◆ **Passage shown**

╔══

As described above, this embodiment has the advantage of reducing misalignment due to the rotation by adjusting the volumes of the two areas A1 and A2 of the sealing member 11 covering the first side portion 2a of the recording element substrate 2. This can reduce the misalignment of the landing positions of liquid ejected from the liquid ejection head 1. The use of the liquid ejection head 1 in an ink-jet printer allows good printing and provides high recording quality.

In the liquid ejection head 1 of this embodiment, the support member 4 needs a low coefficient of linear expansion, high rigidity, and high corrosion resistance to ink. Thus, aluminum oxide (alumina) or silicon carbide may be used as a material for the support member 4. However, a material for the support member 4 is not limited thereto in the present invention; the support member 4 may be made of a resin material. With the resin material, a low coefficient of linear expansion can be achieved by containing a filler therein.

The sealing member 11 is made of, for example, a thermosetting epoxy resin, and mainly protects the connecting members 10 mechanically and chemically, specifically, prevents damage from an external force or corrosion due to liquid, such as ink. In some embodiments of the present invention, a plurality of kinds of sealing member may be used. An example of the configuration has a sealing member with a relatively low viscosity under the connecting members 10 and a sealing member with a relatively higher viscosity on the connecting members 10.

The recording element substrate 2 may not be a parallelogram, as shown in FIGS. 1A and 1B, but may have any planar shape, such as a square, a rectangle, a trapezoid, a trapezium, or a polygon other than a rectangle. However, the advantage of this embodiment is given in the configuration in which perpendicular C1 and the sealing-member center line C2 are not aligned. This embodiment is not very advantageous in the configuration in which the perpendicular C1 passing through the center of gravity 2c of the recording element substrate 2 and orthogonal to the side adjacent to the first side portion 2a and the sealing-member center line C2 coincide, because little rotational force R is generated in the recording element substrate 2. In an embodiment of the present invention, at least the side adjacent to the first side portion 2a may be substantially a straight line.

FIG. 5A shows a first modification of this embodiment. In this modification, the sealing member 11 has a rectangular planar shape having a cutout portion 11b. Specifically, the cutout portion (a recessed portion) 11b is provided at an end of the sealing member 11 in the area A2 through which the perpendicular C1 does not pass, so that the volume of the area A1 through which the perpendicular C1 passes is larger than the volume of the area A2 through which the perpendicular C1 does not pass. This provides a high misalignment prevention effect like the configuration shown in FIGS. 1A to 1C and FIG. 3.

╚══

◆ **What you will do**
Continue the passage on the liquid ejection head from the point where it stops. The data that follow have no connection to the liquid ejection head text.

◆ **Data shown**
╔══

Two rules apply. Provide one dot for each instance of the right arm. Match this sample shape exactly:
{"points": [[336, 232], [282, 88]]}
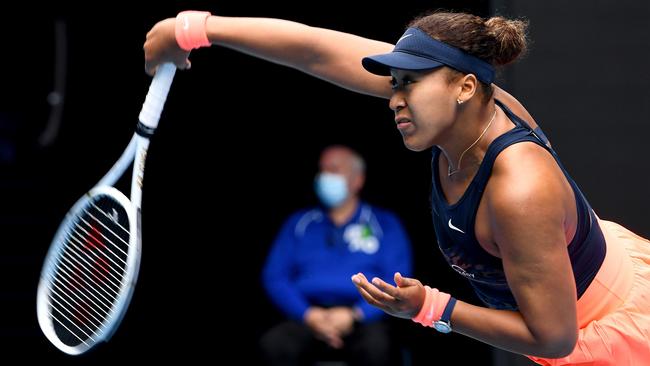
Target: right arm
{"points": [[326, 54]]}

╚══

◆ **Solved exercise**
FIG. 5B shows a second modification of this embodiment. In this modification, the sealing member 11 has a lateral trapezoidal planar shape increasing in size from the area A2 through which the perpendicular C1 does not pass toward the area A1 through which the perpendicular C1 passes. With this configuration, the volume of the area A1 through which the perpendicular C1 passes can be sufficiently larger than that of the area A2 through which the perpendicular C1 does not pass, so that the effect of preventing misalignment due to the rotation can easily be obtained without the large protruding portion 11a or the recessed portion 11b.

Also in these modifications, in the configuration in which the part of the sealing member 11 covering the first side portion 2a of the recording element substrate 2 is divided into two areas by the perpendicular C1, the volumes of the two areas may be equal or the difference therebetween may be small like the configuration shown in FIG. 4. The sealing member 11 may be provided with a protruding portion on one area and a recessed portion on the other area so that the volumes thereof differ from each other.

Second Embodiment

Next, a second embodiment of the present invention shown in FIG. 6A will be described. This embodiment includes a deformation preventing member 12 made of resin for covering the second side portion 2b of the recording element substrate 2, in addition to the sealing member 11 for protecting the connecting members 10 provided between the first side portion 2a of the recording element substrate 2 and the electrical wiring substrate 3. The deformation preventing member 12 may be made of a resin material or the same resin as that of the sealing member 11. The technical significance of the deformation preventing member 12 will be described hereinbelow.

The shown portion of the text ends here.